Dataset content: Begin
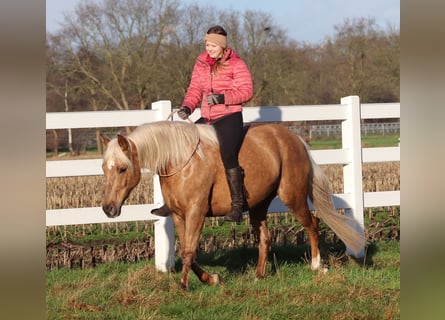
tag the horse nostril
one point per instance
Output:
(111, 210)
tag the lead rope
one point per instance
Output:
(198, 140)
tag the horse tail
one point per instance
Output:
(321, 198)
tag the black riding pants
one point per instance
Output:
(229, 130)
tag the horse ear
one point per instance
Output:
Dataset content: End
* [Work to complete] Without including any pictures, please restate all the records exactly.

* [Reply]
tag the horse nostril
one point per instance
Output:
(111, 210)
tag the lead rope
one point per instance
Output:
(198, 140)
tag the horse tail
one point per instance
Output:
(321, 198)
tag the black riding pants
one point per instance
Output:
(229, 130)
tag the horse ear
one point per instance
Output:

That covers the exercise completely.